(What to work on) Where a picture shows up in the listing below, omit it and output the rest exactly.

-- Provided records follows --

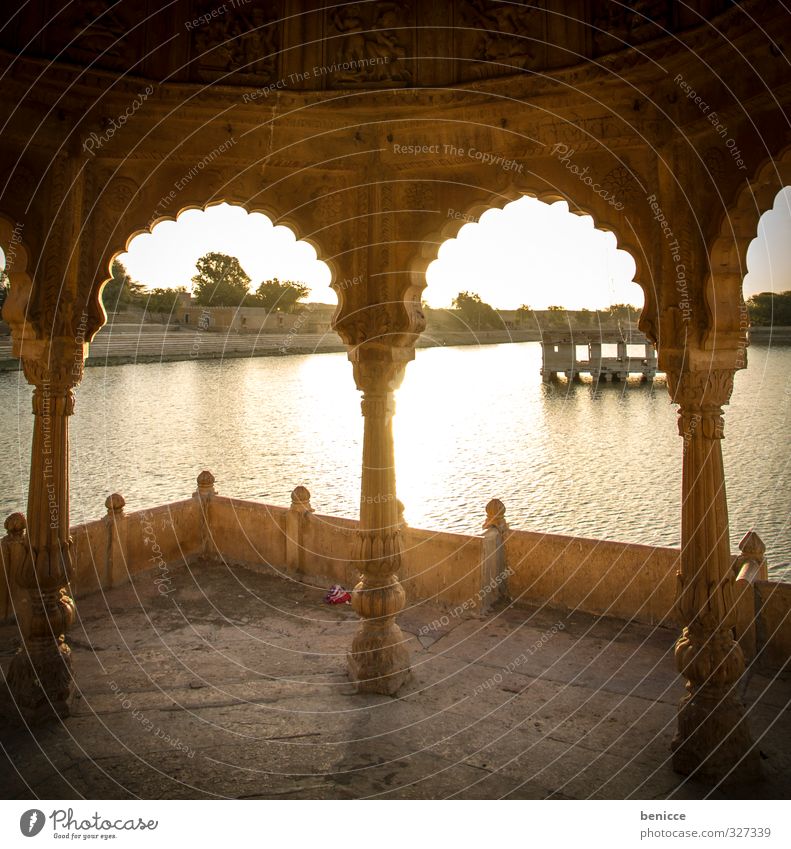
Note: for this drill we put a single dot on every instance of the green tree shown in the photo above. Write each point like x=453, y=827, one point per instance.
x=280, y=297
x=770, y=309
x=476, y=313
x=120, y=290
x=220, y=282
x=159, y=300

-- Provided records concluded --

(Task result)
Note: for this drill we put a single dot on every instance of the green tree shown in the photo above. Write each point like x=453, y=827, one point per instance.
x=280, y=297
x=770, y=309
x=476, y=313
x=120, y=290
x=220, y=282
x=159, y=300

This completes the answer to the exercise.